Work to be completed:
For this exercise, restate the records word for word.

Source data:
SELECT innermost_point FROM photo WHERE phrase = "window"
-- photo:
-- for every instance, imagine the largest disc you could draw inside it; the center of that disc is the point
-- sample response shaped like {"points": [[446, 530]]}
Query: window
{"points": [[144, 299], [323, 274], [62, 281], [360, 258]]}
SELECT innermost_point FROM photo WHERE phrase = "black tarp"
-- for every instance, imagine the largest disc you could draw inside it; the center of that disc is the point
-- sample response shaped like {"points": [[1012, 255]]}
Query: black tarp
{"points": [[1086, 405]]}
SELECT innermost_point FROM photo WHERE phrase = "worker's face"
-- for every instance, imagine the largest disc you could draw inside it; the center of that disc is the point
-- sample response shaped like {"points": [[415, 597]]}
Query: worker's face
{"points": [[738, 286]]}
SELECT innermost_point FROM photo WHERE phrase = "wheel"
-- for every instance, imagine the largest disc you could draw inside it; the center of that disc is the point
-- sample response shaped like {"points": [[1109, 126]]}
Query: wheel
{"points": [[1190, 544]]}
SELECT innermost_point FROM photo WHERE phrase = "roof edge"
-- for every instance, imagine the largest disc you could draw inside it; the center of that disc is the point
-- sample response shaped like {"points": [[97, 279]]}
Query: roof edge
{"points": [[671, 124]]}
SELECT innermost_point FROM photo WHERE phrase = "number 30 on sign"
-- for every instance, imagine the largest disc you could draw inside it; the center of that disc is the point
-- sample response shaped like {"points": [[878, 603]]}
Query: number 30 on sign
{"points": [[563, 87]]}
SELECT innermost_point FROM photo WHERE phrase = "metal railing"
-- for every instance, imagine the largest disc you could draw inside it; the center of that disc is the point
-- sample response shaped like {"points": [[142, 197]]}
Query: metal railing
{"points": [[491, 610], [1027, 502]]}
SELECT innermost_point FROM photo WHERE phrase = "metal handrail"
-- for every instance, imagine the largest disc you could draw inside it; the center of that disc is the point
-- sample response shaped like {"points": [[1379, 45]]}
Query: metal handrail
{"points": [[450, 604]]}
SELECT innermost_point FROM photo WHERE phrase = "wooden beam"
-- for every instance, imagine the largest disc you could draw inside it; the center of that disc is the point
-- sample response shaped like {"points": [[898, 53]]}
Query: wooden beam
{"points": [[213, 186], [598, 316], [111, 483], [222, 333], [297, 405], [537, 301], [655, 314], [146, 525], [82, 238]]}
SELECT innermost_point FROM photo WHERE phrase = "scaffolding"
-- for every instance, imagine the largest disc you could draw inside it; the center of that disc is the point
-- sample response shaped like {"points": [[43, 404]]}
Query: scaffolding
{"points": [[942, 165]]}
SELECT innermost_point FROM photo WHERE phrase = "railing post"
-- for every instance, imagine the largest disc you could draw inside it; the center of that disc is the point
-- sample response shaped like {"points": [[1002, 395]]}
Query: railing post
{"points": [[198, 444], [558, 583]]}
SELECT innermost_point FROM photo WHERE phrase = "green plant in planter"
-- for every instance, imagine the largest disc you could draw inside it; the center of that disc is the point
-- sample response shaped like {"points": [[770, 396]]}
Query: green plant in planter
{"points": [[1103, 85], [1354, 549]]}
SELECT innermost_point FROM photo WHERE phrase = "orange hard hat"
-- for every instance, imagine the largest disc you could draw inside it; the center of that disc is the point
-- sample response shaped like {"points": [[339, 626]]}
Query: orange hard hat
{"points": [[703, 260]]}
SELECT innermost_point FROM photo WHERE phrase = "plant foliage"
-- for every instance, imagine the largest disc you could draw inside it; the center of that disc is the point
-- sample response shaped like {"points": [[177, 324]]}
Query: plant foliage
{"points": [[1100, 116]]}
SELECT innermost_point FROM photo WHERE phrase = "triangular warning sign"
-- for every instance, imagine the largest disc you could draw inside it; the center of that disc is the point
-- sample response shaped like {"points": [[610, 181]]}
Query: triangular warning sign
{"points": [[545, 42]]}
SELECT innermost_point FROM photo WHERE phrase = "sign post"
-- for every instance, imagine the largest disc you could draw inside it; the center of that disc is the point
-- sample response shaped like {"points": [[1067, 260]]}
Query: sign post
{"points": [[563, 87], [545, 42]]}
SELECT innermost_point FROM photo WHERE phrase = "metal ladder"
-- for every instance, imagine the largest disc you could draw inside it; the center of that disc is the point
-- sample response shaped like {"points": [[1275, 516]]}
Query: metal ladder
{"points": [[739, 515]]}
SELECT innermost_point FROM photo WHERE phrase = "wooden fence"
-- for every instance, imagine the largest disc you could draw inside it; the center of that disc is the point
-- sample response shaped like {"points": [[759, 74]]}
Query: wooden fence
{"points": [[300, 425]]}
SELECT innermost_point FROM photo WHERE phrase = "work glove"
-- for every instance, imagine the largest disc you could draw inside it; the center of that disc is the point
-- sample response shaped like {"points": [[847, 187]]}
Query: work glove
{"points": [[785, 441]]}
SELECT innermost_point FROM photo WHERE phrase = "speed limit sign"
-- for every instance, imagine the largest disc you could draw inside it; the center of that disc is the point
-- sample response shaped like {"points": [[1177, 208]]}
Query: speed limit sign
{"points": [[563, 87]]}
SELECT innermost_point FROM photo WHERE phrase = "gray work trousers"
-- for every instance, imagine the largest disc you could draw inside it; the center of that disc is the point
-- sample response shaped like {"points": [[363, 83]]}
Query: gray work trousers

Exercise answer:
SELECT innermost_point FROM photo WHERE phrase = "window"
-- photo:
-- for every instance, imagine the largest disc you could draw inside it; the center of that disc is the point
-- sample response shaped like {"points": [[446, 530]]}
Query: window
{"points": [[144, 299], [323, 274], [62, 281], [360, 258]]}
SELECT innermost_point FROM photo WHERE phrase = "black tarp"
-- for every instance, imagine the largest disc you could draw inside it; the center of that disc is the point
-- sample response shaped like {"points": [[1012, 255]]}
Query: black tarp
{"points": [[1086, 405]]}
SELECT innermost_point FROM photo WHERE phrase = "worker's face"
-- for every instance, imagine the largest disc you could draw inside it; the center of that disc is the point
-- sample response shaped like {"points": [[415, 597]]}
Query: worker's face
{"points": [[738, 286]]}
SELECT innermost_point FROM photo WHERE phrase = "wheel"
-- for every instance, imagine the largest disc you could draw inside it; the center of that disc is the point
-- sample response shaped like {"points": [[1109, 126]]}
Query: wheel
{"points": [[1190, 544]]}
SELECT innermost_point FROM photo WHERE phrase = "roof edge"
-- for every instance, imagine the largest disc you could draw inside it; the center of that disc is the point
-- sample response shaped like {"points": [[97, 279]]}
Query: roof edge
{"points": [[671, 124]]}
SELECT innermost_point FROM photo WHERE phrase = "number 30 on sign"
-- for every instance, imagine the largest disc you could draw inside it; the center of that disc is the point
-- sample response shaped like {"points": [[878, 603]]}
Query: number 30 on sign
{"points": [[563, 87]]}
SELECT innermost_point FROM photo WHERE phrase = "metal railing"
-- for every instance, imagine the largest disc you could draw inside it; the center of that disc is the point
-- sample response shaped like {"points": [[142, 197]]}
Query: metal railing
{"points": [[491, 610], [1027, 502]]}
SELECT innermost_point FROM photo WHERE phrase = "metal handrail"
-- for every instance, imagine the largest disc you could draw inside it; the center of that disc is the point
-- sample response shaped like {"points": [[1379, 45]]}
Query: metal handrail
{"points": [[450, 604]]}
SELECT innermost_point FROM photo WHERE phrase = "wooden beam"
-- for every instance, imagine the largest disc you could draw inside it; the center of that disc is the point
-- sample response shaped like {"points": [[898, 53]]}
Query: wooden beam
{"points": [[213, 186], [598, 316], [111, 483], [222, 333], [297, 405], [537, 301], [655, 314], [146, 525], [82, 238]]}
SELECT innermost_point FROM photo WHERE phrase = "scaffolding"
-- for every instance, imagine the largest disc you could draw inside it; the center of that disc is the point
-- sample response shaped like {"points": [[43, 404]]}
Query: scaffolding
{"points": [[942, 165]]}
SELECT innermost_point FROM photo WHERE phrase = "railing post"
-- for every instance, imagine the largest disc you could draw inside it; the center of that disc is the point
-- sample response shaped like {"points": [[1002, 395]]}
Query: railing post
{"points": [[198, 444], [558, 583]]}
SELECT innermost_point FROM photo WHERE phrase = "green plant in planter"
-- for every instance, imagine the largest disc you could draw inside it; the center of that disc is the point
-- sample response shaped like {"points": [[770, 396]]}
Query: green plant in planter
{"points": [[1103, 85], [1354, 549]]}
SELECT innermost_point FROM photo WHERE phrase = "orange hard hat"
-- for every instance, imagine the largest disc you could draw inside it; the center of that disc is the point
-- sample response shaped like {"points": [[339, 626]]}
Query: orange hard hat
{"points": [[703, 260]]}
SELECT innermost_point FROM photo WHERE phrase = "plant foliage"
-- for every instance, imagine the largest disc you could draw inside it; the center of that disc is the point
-- sample response shaped like {"points": [[177, 324]]}
Query: plant foliage
{"points": [[1100, 116]]}
SELECT innermost_point FROM photo WHERE phrase = "triangular warning sign"
-- for every instance, imagine the largest disc you could draw inside it; the center of that disc is the point
-- sample response shaped like {"points": [[610, 181]]}
Query: triangular warning sign
{"points": [[545, 42]]}
SELECT innermost_point FROM photo WHERE phrase = "sign post"
-- for every instance, imagine the largest disc you could draw inside it; the center of that disc is the point
-- sample response shaped like {"points": [[1067, 260]]}
Query: sign post
{"points": [[563, 87], [545, 42]]}
SELECT innermost_point FROM photo WHERE phrase = "metal ladder"
-- for every instance, imagine the largest disc you could draw inside it; the center of that disc is the point
-- sample response shaped like {"points": [[1275, 516]]}
Query: metal ladder
{"points": [[739, 515]]}
SELECT innermost_point FROM photo WHERE phrase = "wooden fence"
-- for every instance, imagine the largest disc you could draw inside it; the center of that disc is the point
-- sample response shaped like {"points": [[759, 74]]}
Query: wooden fence
{"points": [[300, 425]]}
SELECT innermost_point FROM photo WHERE phrase = "work glove"
-- for every instance, imagine the largest disc you could draw inside it; the center of that disc is the point
-- sample response shaped like {"points": [[847, 187]]}
Query: work glove
{"points": [[785, 441]]}
SELECT innermost_point FROM photo WHERE phrase = "speed limit sign"
-- for every instance, imagine the largest disc you could draw inside it; the center of that disc is the point
-- sample response shaped like {"points": [[1177, 208]]}
Query: speed limit sign
{"points": [[563, 87]]}
SELECT innermost_point FROM photo WHERE phrase = "gray work trousers"
-- for every instance, imagine the largest disc you could draw inside it; the center of that disc is the point
-- sample response shaped like {"points": [[363, 83]]}
Query: gray work trousers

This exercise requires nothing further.